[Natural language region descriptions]

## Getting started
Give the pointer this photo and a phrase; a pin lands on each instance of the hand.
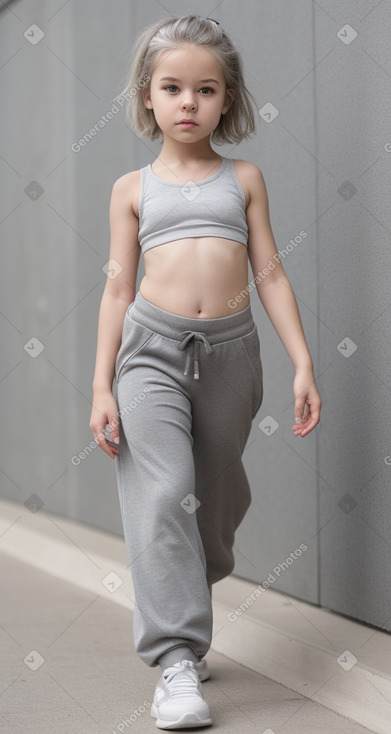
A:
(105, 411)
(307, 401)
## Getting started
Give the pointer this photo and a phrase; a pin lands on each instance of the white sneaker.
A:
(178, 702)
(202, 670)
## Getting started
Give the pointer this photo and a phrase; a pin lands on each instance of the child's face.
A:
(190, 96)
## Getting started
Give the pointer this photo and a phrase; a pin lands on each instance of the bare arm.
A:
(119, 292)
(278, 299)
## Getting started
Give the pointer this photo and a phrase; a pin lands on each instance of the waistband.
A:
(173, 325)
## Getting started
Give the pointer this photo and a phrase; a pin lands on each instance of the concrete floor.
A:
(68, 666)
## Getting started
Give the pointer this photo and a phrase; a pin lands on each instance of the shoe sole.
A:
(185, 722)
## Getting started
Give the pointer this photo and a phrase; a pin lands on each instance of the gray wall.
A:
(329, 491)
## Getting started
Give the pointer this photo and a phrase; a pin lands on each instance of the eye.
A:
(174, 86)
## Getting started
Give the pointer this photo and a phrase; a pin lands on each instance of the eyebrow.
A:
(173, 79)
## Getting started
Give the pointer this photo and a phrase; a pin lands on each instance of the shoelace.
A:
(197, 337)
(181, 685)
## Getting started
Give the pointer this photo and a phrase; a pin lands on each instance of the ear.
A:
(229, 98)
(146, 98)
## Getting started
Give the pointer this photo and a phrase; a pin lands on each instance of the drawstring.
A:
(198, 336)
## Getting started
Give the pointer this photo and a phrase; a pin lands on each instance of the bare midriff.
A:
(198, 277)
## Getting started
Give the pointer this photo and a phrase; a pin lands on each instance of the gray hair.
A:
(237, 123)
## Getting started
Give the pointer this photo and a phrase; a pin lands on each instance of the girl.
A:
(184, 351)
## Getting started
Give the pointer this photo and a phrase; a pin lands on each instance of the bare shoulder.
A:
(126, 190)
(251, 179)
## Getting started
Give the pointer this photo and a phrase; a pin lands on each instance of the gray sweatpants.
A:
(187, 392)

* * *

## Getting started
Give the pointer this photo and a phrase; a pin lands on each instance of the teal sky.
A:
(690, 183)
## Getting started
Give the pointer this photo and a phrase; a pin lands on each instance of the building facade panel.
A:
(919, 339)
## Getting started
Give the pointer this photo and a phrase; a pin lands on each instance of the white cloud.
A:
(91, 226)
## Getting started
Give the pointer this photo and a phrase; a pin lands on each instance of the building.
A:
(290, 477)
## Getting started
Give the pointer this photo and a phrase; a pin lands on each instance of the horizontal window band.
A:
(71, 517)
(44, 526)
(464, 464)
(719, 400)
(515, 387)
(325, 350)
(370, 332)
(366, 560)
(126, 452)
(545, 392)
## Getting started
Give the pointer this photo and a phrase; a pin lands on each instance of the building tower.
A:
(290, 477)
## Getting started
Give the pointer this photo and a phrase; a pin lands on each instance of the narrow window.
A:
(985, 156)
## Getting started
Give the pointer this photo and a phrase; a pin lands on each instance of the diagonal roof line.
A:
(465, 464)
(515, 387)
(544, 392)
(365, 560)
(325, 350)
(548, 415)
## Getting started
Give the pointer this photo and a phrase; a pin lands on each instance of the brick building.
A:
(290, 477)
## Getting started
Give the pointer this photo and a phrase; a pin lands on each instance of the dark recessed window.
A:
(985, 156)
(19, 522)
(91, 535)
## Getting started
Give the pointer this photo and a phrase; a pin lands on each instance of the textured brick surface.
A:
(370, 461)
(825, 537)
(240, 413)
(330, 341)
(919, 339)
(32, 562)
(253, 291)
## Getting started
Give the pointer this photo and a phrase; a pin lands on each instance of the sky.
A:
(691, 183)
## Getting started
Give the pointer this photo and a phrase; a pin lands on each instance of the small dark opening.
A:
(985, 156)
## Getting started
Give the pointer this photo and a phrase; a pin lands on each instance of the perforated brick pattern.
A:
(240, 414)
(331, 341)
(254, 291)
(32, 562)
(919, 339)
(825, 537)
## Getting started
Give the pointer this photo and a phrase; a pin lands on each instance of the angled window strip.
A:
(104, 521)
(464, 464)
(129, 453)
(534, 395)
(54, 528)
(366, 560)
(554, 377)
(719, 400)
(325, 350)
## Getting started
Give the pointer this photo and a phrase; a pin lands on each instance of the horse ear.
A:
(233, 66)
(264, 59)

...

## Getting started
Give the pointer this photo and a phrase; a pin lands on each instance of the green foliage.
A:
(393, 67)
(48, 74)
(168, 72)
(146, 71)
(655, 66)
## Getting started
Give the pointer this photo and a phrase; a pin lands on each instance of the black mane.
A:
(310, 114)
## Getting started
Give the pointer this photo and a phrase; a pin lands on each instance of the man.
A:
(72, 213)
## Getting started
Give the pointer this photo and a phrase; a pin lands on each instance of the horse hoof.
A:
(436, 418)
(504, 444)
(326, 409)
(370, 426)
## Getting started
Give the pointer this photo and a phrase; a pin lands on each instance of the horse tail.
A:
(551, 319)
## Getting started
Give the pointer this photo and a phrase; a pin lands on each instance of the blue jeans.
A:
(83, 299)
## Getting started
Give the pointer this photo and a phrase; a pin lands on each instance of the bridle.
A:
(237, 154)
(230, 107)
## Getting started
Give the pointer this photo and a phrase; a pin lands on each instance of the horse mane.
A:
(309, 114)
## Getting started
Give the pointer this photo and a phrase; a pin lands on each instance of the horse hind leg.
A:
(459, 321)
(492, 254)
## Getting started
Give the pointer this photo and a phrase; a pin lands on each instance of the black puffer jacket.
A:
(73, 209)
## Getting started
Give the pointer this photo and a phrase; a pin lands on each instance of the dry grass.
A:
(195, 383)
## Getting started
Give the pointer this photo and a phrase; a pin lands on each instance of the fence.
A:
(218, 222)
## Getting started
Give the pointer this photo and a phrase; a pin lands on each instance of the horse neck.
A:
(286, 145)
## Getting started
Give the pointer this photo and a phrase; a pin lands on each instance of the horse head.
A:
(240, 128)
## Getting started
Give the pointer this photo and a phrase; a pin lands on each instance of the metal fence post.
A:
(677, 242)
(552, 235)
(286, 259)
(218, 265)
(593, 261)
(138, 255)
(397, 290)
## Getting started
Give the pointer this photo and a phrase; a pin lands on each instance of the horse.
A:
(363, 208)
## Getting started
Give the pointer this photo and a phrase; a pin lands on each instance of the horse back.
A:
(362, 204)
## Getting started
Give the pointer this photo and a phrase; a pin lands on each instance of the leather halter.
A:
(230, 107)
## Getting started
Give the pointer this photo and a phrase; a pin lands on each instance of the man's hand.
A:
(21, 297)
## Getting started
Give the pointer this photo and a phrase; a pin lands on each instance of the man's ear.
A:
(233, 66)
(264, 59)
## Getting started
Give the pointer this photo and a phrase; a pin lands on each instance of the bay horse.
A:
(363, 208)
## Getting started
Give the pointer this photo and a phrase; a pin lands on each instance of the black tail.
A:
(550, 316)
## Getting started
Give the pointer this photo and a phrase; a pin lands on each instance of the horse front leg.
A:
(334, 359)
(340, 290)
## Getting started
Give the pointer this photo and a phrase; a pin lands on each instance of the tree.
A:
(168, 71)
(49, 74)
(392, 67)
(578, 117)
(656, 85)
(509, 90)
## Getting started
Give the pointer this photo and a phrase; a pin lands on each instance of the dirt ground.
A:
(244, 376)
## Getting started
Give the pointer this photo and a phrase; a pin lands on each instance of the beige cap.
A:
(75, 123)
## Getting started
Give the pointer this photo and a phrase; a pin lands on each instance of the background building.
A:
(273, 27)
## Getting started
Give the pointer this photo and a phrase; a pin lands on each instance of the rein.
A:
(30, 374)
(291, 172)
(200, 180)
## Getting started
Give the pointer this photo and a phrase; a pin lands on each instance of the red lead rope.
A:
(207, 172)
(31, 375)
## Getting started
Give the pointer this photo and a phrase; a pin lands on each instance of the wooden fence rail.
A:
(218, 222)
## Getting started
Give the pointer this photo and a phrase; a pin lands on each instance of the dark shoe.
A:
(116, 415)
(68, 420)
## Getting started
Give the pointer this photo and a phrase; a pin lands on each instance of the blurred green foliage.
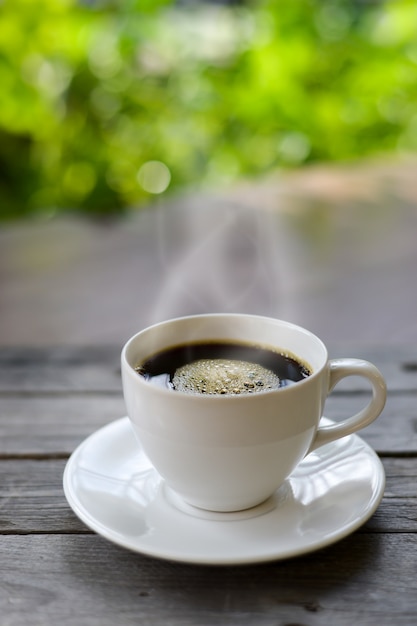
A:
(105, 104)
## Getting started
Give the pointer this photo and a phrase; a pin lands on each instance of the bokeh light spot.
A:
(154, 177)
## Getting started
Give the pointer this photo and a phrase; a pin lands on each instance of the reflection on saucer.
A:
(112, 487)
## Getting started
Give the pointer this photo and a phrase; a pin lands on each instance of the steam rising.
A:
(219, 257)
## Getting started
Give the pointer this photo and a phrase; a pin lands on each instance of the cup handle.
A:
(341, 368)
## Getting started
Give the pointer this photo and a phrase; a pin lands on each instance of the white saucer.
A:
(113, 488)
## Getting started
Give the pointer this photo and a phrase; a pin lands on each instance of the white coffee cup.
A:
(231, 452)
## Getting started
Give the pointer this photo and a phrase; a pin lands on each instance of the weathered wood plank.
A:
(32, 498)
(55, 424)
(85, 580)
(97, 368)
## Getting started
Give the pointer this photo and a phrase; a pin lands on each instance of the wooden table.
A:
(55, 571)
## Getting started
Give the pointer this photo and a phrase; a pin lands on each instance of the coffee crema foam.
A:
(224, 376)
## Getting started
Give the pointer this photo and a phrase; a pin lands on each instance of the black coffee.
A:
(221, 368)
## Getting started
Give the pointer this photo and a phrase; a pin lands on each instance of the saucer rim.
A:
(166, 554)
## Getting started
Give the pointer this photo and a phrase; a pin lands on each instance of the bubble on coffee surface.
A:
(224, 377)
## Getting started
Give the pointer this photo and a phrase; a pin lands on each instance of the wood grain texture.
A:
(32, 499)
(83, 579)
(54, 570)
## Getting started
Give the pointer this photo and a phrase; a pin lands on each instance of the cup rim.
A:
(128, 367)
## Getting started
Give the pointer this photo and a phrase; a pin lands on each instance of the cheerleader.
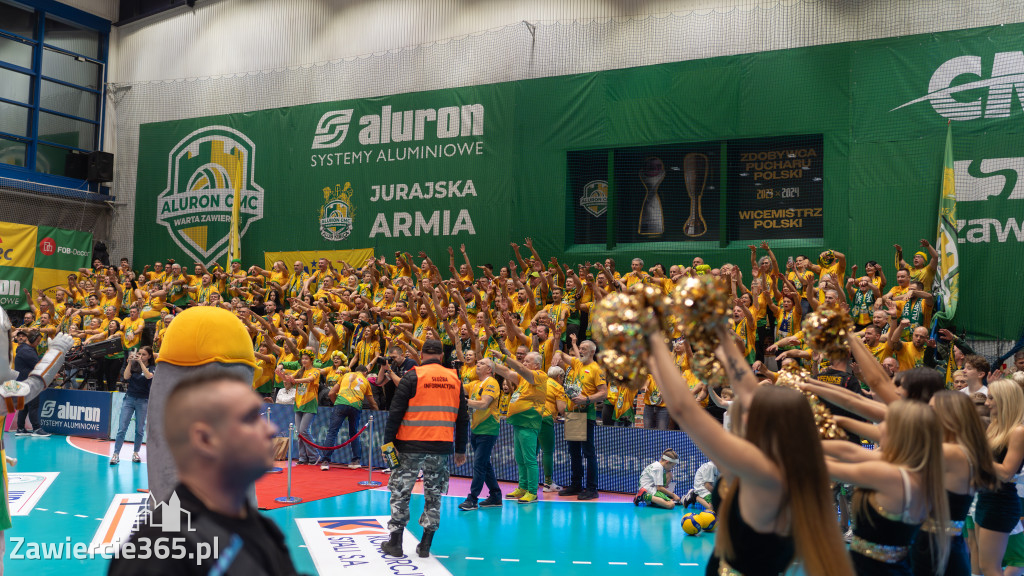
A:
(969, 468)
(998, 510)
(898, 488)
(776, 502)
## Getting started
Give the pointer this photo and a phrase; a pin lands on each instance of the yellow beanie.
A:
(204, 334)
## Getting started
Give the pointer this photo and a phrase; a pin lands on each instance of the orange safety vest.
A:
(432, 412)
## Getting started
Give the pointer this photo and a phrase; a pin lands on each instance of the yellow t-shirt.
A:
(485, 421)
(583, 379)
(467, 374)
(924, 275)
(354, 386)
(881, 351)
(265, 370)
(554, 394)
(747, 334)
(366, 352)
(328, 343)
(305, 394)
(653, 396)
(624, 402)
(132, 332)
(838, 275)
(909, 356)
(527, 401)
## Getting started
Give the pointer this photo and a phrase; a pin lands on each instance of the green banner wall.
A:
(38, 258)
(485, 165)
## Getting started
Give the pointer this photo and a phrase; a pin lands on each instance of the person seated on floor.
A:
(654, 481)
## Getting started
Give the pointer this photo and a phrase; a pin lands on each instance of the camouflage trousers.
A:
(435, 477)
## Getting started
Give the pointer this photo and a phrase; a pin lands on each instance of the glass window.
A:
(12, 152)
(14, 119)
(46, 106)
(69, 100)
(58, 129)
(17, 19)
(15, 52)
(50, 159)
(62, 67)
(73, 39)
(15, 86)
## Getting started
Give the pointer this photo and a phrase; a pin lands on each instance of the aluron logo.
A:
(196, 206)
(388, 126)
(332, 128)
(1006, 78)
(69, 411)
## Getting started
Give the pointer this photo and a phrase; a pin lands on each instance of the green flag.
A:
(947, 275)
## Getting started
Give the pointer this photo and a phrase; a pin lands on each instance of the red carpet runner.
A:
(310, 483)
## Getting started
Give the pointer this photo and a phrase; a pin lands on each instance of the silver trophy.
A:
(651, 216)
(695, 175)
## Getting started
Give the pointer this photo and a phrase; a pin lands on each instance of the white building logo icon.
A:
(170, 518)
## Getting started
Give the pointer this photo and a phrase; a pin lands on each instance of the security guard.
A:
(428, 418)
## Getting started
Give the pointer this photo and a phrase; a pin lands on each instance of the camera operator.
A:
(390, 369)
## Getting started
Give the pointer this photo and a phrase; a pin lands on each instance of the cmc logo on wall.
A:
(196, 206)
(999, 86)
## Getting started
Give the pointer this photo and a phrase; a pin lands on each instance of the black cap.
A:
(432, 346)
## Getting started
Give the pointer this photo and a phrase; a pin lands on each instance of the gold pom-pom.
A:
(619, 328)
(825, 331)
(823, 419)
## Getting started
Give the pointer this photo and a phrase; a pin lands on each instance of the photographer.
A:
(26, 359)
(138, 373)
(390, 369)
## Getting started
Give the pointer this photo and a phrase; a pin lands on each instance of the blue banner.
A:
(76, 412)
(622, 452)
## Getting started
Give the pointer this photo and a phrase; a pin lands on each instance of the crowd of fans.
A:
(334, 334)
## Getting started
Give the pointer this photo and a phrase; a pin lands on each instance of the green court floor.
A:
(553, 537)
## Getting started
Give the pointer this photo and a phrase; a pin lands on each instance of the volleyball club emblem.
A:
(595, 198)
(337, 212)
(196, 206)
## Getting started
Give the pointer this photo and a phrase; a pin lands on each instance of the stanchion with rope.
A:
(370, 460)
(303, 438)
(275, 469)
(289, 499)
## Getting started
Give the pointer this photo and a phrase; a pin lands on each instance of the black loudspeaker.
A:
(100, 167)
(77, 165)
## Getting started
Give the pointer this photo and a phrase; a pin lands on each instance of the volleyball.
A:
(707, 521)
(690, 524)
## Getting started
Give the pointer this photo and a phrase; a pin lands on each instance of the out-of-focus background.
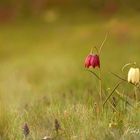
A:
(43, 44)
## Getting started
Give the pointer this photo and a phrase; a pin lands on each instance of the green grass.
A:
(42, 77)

TASK TO CARRY OUT: Search each line of the entries for the string "grass", then say how many lines have it. Reply with the number only.

EXERCISE ANSWER: 2